**Exercise prompt:** Copy the data from the line containing "980L567 964L558 974H553V993L555" through the line containing "positive clicks: (559, 1001)", including both of those lines.

Segment Start: Dataset records

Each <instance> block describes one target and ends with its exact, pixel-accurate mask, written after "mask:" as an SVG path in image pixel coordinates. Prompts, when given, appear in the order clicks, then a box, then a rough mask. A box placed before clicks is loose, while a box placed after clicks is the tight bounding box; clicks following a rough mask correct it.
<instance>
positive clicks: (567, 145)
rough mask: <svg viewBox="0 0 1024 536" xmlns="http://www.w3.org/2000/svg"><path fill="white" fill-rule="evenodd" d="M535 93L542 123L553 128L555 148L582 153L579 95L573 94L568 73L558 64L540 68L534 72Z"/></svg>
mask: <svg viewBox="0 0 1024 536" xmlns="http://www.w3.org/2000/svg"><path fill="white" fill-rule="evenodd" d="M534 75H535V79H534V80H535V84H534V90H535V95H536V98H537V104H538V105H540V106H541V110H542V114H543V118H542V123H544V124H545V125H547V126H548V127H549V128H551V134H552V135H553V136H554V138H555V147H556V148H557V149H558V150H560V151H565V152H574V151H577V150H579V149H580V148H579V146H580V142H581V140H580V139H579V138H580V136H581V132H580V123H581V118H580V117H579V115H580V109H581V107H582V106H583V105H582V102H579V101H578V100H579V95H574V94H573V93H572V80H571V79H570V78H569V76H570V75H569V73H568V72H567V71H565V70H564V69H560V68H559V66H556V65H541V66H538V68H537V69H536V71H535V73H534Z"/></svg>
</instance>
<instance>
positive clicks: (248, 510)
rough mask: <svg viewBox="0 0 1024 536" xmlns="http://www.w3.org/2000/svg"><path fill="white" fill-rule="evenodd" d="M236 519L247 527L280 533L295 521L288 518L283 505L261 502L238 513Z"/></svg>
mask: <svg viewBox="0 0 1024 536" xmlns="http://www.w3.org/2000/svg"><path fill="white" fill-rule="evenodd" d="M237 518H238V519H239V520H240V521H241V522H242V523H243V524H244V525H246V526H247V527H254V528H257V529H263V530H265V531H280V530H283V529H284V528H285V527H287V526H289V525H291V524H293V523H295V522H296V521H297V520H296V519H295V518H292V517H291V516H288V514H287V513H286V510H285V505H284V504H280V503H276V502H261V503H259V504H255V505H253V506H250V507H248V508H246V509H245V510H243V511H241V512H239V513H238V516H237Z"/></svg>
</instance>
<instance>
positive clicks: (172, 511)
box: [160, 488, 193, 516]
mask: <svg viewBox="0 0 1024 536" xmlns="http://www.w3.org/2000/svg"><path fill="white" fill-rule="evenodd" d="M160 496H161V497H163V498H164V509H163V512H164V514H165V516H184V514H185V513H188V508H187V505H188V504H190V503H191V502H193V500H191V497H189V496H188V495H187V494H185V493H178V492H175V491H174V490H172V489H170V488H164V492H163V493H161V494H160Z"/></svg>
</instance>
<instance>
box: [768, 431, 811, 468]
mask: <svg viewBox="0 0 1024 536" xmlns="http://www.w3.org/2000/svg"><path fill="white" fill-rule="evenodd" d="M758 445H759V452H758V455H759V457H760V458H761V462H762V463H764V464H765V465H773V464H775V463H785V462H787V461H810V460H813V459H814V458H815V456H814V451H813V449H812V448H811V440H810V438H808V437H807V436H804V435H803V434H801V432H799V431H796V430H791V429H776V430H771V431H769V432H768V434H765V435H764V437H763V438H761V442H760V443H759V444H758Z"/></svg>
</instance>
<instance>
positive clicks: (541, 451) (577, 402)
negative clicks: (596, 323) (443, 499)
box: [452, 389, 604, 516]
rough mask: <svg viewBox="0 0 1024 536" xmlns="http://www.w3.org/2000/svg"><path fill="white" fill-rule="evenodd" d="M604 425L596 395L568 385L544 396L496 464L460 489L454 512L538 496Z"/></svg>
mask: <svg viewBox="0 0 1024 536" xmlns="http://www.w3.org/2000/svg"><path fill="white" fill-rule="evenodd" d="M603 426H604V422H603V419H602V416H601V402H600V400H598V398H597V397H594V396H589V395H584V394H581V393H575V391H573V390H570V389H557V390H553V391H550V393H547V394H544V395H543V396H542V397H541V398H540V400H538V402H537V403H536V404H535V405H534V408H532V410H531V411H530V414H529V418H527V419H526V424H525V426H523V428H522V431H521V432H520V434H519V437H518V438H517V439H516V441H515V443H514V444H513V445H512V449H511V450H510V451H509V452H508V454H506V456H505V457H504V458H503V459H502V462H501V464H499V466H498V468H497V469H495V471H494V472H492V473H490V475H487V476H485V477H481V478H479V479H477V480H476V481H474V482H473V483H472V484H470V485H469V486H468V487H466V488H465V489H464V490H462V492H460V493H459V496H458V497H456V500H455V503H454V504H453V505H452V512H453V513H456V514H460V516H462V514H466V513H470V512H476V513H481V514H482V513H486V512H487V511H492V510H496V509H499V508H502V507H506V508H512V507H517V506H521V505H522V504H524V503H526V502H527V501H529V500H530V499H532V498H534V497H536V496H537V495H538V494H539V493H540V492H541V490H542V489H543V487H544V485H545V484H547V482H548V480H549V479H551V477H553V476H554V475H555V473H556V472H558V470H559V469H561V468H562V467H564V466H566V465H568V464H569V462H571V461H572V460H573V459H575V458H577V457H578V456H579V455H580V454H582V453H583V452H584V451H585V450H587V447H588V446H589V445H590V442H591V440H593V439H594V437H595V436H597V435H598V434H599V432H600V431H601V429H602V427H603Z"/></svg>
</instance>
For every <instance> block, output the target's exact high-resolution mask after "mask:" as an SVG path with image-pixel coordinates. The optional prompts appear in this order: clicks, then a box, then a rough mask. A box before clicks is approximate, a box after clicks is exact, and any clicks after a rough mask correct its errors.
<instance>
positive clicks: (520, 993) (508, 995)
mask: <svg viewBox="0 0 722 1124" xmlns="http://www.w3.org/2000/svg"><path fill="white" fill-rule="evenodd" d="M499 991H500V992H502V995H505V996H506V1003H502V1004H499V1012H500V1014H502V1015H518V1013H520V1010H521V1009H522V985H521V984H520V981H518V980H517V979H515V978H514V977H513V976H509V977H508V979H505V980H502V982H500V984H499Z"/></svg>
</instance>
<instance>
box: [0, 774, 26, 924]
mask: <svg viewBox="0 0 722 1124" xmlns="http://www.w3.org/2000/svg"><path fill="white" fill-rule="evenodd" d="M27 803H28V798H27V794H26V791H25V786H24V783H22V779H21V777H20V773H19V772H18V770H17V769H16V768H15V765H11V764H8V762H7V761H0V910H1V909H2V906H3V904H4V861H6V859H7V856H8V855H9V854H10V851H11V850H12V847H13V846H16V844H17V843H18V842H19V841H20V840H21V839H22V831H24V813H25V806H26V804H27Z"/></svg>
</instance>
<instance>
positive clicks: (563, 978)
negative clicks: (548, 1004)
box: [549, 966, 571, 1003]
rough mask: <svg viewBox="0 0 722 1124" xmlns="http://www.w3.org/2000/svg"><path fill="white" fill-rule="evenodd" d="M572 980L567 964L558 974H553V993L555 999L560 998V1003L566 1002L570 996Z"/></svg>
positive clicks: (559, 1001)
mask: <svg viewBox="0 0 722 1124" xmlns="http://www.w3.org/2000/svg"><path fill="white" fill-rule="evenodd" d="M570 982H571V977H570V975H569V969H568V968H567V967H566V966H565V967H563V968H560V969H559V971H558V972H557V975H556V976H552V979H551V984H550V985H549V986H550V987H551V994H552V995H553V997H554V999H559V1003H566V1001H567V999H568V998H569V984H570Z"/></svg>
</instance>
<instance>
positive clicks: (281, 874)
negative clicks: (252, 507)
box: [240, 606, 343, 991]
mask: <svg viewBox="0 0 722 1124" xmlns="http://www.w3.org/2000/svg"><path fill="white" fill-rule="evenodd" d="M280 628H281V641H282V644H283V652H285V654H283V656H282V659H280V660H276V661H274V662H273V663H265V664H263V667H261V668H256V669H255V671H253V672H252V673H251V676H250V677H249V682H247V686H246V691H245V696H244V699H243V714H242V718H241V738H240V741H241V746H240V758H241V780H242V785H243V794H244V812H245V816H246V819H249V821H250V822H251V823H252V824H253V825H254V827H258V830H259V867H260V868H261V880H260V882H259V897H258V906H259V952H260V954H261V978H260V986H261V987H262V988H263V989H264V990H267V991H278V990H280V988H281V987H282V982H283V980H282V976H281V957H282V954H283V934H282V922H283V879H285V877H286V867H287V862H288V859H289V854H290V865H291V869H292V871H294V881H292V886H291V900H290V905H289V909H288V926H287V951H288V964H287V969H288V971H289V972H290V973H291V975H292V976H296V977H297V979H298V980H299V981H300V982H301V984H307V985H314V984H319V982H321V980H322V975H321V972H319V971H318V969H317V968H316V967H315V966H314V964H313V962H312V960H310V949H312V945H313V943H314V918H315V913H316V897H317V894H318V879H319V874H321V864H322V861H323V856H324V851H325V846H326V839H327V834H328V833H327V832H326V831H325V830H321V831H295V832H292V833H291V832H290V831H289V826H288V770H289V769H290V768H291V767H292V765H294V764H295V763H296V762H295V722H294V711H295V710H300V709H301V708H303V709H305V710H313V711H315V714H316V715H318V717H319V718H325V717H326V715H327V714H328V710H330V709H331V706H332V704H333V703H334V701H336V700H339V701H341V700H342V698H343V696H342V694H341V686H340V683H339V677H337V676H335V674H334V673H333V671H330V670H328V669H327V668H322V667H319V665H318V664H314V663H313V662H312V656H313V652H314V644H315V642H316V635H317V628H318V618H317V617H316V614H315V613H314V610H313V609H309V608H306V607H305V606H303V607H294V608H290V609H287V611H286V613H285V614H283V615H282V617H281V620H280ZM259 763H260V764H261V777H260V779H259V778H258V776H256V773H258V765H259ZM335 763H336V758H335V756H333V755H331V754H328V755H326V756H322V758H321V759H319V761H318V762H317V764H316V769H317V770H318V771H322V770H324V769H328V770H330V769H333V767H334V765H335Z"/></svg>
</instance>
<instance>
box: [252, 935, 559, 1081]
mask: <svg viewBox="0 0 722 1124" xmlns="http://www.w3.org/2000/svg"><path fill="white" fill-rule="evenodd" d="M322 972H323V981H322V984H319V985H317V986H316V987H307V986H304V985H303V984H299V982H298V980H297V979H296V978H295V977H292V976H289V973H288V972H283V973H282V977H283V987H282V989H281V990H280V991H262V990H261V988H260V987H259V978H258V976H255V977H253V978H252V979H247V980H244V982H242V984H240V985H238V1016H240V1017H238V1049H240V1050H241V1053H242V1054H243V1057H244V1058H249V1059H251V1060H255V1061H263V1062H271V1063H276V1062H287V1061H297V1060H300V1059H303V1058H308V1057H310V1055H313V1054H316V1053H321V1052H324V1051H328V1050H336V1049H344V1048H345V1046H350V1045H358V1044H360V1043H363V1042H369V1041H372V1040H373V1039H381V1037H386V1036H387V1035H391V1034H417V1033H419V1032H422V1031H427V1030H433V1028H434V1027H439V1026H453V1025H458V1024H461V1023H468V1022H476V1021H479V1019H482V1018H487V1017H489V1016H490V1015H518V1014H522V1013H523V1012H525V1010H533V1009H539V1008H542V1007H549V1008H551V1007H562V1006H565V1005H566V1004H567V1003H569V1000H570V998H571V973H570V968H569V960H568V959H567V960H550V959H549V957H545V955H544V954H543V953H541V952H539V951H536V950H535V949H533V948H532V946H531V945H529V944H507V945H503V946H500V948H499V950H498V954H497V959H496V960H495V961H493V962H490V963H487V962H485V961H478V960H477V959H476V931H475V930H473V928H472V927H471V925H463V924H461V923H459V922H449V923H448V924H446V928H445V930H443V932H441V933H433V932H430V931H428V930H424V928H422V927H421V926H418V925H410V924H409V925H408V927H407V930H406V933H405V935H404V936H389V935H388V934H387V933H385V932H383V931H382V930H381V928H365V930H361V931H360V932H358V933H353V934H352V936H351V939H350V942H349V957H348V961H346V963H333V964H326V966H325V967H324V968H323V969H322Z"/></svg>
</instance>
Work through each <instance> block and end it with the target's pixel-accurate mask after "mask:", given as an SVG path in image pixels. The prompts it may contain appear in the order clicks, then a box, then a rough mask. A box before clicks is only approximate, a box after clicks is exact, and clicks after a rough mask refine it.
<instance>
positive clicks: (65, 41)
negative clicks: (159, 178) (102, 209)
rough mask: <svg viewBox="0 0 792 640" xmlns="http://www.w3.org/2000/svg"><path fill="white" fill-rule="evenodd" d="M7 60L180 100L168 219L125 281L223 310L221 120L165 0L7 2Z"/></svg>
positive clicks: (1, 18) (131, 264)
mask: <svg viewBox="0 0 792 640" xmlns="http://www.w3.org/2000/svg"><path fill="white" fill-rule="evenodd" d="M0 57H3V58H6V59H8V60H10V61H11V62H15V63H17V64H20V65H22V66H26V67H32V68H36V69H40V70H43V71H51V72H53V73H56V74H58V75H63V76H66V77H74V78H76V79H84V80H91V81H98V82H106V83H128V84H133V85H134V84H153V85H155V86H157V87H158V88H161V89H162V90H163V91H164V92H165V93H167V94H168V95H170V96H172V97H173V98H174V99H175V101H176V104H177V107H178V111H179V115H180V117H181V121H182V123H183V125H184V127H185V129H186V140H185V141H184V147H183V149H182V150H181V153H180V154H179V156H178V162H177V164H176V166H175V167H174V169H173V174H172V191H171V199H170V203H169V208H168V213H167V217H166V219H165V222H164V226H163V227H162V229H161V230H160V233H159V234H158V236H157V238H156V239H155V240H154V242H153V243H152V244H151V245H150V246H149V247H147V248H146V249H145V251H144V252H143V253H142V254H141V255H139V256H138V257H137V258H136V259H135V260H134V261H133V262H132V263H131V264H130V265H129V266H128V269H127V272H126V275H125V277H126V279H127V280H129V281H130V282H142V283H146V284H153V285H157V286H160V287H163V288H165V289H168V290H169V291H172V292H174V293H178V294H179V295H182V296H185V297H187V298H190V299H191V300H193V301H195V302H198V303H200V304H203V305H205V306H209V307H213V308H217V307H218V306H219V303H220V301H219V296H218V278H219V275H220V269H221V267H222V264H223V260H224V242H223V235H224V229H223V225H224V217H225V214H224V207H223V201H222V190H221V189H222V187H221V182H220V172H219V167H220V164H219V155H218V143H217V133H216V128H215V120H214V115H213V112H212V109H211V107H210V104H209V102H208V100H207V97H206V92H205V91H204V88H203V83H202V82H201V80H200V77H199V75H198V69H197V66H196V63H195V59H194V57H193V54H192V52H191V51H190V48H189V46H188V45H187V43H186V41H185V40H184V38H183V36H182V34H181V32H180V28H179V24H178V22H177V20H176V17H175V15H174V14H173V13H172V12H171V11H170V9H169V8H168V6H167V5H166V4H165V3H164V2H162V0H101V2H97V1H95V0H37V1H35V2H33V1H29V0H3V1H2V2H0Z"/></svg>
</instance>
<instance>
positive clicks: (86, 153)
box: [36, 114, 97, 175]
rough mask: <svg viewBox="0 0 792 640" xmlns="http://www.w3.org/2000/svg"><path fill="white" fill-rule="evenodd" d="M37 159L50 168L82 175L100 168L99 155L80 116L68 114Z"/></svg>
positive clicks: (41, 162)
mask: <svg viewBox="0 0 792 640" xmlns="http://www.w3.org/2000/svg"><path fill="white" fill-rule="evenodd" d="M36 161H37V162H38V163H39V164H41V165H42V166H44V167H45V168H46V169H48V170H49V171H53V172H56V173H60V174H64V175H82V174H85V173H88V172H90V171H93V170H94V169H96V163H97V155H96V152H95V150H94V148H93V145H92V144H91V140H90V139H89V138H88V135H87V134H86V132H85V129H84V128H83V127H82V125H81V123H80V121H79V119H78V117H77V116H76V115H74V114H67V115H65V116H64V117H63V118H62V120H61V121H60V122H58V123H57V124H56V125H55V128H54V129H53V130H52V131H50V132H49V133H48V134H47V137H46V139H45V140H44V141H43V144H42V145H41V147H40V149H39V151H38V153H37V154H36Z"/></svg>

Segment End: Dataset records

**Answer for this exercise:**
rough mask: <svg viewBox="0 0 722 1124" xmlns="http://www.w3.org/2000/svg"><path fill="white" fill-rule="evenodd" d="M572 980L567 964L558 974H553V993L555 999L560 998V1003L566 1002L570 996Z"/></svg>
positive clicks: (559, 1001)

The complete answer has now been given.